Tasks to complete –
a. In the IGDA election post, what did members receive that lets them vote?
b. Reproduce part of the IGDA election post word for word. Begin at the words "I’m standing for" and stop after "a few seconds.".

Document extract –
Categories
games industry

I need your vote (for IGDA elections. Starting now.)

(IGDA == International Game Developers Association)

I’m standing for the IGDA Elections. Right now. If you’re a member, you should have received a vote-by-email slip today. Please vote – you don’t even have to login, it takes just a few seconds.

I want to be elected to the IGDA board because I want to make the organization less reactive and more proactive. Today, we under-sell/under-use the good we do. We can make it more effective, and at the same time make it reach more people.

I’m just a normal game developer (currently independent :)) from the UK. I think I can add a lot, from my experience of studio-management at multiple games companies, to the fact I still make games myself. Unlike most candidates, I’m not American, and although the membership is mostly in the USA, I think it’s time we started getting some Europeans on the board too.

Proactive: Taking control

The IGDA is currently a fantastic grassroots / bottom-up organization, in the most literal sense. Few people appreciate how true this is: the IGDA generally asks nothing of its volunteers, and instead waits patiently to be asked by them to help with things the members have already started doing. Very few organizations work that way, and it places huge power in the hands of every member. That’s one of our unique strengths.

The problem is that the IGDA has grown up, and it needs to take more command. Not “more command of the volunteers” (I bet half of them would quit in disgust if anyone tried). No, it needs to take more command of itself.

We need to:

  1. Leverage our Independence: we possess great influence with studios, but don’t wield it; we can start pushing that influence, fairly, without being aggressive
  2. Better control our messaging: define much better in developer’s minds who, what, and why we are here, and what value THEY can get out of US. Most members never get more than a fraction of the benefit available to them

Independence and Influence

We need to kill the idea that “IGDA Studio Membership” is nothing more than a shorthand way of signing up a couple of hundred individual members at once without 200 people having to each get out their credit card.

We need to engage with the studios much more pro-actively. We need to talk to them – directly – and we need to lay out our expectations, our requirements, and baldly state what value *they* get out of the relationship. Right now its not a relationship, it’s merely an acquaintance.

We need to take our independent status and leverage it to push the Committee and SIG agendas wider and further. If we stand for Quality of Life, we should get more explicit about *who* we believe to be living up to those standards, and who (by omission) we don’t believe. We should make it easier for people to see at a glance which companies are the good citizens of the industry, instead of relying on “contacts” and rumour. The companies will tell us if we incorrectly omit them, and the members will tell us if we incorrectly include them. If we let them.

I’ve worked at studios that had “Studio Membership”, but no-one from IGDA ever questioned (nor advised) on our internal (or external!) practices. No-one even asked.

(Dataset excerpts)
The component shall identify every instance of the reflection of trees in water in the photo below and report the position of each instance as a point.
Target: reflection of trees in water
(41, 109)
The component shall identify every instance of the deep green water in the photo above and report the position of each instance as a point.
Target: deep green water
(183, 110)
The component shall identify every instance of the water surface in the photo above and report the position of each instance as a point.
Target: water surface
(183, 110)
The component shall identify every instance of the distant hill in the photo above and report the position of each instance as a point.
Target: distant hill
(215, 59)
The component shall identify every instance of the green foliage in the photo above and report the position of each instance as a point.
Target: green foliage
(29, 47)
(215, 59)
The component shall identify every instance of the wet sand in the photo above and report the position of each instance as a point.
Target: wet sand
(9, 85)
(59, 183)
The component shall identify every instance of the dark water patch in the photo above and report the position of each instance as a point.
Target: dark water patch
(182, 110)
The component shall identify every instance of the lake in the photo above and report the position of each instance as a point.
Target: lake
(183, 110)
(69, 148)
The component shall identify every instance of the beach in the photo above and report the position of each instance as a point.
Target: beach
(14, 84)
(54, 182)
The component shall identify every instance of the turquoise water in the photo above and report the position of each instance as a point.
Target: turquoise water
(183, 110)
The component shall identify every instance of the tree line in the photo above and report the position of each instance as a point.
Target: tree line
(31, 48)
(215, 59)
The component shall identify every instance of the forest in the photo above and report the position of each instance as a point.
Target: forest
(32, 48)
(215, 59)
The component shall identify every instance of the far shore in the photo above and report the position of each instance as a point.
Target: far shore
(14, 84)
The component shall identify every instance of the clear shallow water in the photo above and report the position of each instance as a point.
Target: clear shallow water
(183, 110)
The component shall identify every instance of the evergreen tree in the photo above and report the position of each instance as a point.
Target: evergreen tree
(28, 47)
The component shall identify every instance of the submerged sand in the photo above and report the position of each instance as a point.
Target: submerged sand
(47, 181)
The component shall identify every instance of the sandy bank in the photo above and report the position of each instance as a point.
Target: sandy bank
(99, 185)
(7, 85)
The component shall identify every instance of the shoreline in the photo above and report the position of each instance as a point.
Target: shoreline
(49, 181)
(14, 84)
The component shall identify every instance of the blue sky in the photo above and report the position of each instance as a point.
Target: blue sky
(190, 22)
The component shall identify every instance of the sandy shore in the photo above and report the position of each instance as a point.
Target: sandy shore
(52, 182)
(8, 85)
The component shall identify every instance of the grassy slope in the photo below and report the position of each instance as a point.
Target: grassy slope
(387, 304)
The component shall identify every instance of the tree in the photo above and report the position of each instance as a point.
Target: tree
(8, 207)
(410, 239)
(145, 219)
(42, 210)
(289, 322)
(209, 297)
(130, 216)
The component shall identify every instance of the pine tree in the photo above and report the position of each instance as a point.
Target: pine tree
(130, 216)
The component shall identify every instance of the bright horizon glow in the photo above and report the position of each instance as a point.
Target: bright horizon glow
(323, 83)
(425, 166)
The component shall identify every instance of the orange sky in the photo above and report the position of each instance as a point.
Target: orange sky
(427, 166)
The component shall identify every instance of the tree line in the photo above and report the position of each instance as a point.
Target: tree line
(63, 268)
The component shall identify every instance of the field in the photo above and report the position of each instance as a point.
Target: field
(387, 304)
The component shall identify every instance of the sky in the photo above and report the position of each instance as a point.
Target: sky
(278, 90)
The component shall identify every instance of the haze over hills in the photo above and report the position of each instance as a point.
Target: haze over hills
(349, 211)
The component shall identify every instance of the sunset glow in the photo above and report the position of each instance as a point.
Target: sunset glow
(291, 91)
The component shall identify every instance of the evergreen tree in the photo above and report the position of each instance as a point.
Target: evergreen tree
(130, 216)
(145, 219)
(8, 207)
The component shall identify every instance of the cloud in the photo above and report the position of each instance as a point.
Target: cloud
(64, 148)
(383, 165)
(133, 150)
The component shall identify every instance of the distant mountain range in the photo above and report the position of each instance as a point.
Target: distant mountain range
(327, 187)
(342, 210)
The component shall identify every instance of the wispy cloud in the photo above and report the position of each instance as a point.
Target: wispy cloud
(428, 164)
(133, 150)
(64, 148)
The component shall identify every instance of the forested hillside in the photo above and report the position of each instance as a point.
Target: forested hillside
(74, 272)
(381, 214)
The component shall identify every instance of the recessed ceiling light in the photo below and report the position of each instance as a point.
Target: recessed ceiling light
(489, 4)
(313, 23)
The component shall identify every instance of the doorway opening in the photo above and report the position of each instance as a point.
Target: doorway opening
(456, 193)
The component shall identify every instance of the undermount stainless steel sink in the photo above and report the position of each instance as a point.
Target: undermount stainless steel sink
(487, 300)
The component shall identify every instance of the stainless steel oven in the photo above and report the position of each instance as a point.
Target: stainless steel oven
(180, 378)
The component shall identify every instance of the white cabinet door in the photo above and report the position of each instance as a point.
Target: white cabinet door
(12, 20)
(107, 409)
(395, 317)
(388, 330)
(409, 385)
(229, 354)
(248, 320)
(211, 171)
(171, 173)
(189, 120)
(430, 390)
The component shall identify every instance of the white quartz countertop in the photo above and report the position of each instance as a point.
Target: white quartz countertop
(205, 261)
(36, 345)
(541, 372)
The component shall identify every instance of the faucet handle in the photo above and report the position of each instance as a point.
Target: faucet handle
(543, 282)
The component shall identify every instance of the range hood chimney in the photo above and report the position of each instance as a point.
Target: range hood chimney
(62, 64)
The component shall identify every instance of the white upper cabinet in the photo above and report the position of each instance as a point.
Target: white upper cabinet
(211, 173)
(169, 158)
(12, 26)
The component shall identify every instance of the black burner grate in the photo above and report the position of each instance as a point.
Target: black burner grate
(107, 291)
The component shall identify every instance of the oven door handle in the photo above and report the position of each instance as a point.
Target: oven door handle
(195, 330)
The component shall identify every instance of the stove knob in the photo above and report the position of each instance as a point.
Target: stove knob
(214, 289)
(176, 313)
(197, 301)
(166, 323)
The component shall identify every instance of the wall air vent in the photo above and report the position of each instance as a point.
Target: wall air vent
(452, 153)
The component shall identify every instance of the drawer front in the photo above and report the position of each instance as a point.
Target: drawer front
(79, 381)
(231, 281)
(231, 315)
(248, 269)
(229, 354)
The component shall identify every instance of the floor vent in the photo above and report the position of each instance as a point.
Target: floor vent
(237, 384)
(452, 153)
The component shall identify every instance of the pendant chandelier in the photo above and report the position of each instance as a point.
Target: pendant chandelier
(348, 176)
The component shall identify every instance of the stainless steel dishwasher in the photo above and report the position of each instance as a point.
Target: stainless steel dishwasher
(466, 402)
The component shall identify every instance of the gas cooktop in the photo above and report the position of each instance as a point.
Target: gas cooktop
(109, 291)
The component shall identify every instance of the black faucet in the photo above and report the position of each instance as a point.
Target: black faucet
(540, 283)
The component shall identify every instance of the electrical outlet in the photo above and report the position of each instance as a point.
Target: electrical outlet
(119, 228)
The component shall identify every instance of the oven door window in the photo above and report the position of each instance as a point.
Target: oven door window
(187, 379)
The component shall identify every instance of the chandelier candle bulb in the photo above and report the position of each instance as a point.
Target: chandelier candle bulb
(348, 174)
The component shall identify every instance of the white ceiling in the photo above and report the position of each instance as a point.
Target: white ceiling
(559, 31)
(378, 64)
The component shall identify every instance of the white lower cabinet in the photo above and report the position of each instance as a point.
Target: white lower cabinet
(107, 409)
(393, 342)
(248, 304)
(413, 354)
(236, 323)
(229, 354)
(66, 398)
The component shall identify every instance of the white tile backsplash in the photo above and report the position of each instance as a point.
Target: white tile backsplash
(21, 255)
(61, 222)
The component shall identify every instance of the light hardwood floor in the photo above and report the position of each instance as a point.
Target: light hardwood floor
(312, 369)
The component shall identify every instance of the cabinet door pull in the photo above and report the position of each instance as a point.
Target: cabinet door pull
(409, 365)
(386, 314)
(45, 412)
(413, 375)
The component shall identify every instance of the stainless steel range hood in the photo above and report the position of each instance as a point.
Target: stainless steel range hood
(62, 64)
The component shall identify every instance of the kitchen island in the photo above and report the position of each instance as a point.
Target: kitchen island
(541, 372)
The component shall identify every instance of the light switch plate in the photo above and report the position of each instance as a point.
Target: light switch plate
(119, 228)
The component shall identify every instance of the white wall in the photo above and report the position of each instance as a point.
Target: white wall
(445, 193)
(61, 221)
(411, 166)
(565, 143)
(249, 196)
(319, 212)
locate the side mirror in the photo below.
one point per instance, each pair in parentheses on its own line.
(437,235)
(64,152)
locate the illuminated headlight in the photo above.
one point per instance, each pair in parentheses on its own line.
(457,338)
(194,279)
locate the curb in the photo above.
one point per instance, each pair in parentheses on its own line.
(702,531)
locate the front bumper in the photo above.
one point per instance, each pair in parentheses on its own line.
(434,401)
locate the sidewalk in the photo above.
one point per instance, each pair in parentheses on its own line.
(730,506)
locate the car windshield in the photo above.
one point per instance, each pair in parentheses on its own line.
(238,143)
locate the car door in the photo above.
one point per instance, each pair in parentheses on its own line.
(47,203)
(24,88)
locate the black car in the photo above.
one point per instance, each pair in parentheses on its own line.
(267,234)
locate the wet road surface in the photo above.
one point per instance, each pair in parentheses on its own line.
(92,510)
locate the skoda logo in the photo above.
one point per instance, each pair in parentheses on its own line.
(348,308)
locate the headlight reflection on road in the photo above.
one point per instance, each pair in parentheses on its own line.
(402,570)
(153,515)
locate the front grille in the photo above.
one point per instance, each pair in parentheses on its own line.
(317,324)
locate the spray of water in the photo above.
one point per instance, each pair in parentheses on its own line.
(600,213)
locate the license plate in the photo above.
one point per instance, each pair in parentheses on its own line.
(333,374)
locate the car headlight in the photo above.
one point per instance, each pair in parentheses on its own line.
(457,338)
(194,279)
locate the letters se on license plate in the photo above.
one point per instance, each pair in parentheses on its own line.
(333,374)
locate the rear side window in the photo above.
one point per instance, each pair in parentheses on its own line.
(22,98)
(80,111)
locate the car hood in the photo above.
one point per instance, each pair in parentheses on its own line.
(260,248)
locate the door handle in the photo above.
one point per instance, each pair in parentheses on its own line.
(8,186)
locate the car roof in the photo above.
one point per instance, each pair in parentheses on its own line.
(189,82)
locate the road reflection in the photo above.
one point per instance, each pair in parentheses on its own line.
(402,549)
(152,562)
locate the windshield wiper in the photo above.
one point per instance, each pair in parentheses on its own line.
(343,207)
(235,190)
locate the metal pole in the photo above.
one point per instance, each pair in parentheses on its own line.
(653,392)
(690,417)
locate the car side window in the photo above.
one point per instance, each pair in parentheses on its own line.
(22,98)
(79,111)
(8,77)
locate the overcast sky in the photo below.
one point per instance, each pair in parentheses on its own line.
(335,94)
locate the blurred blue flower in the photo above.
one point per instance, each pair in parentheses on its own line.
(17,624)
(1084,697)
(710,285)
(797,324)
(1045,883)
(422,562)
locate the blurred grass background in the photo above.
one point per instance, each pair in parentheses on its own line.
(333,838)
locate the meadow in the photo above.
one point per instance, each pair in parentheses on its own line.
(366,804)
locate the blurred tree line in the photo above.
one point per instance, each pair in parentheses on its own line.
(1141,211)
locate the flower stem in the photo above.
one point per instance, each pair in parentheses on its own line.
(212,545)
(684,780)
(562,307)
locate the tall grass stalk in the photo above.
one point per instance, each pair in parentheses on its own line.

Answers to this exercise –
a. A vote-by-email slip.

b.
I’m standing for the IGDA Elections. Right now. If you’re a member, you should have received a vote-by-email slip today. Please vote – you don’t even have to login, it takes just a few seconds.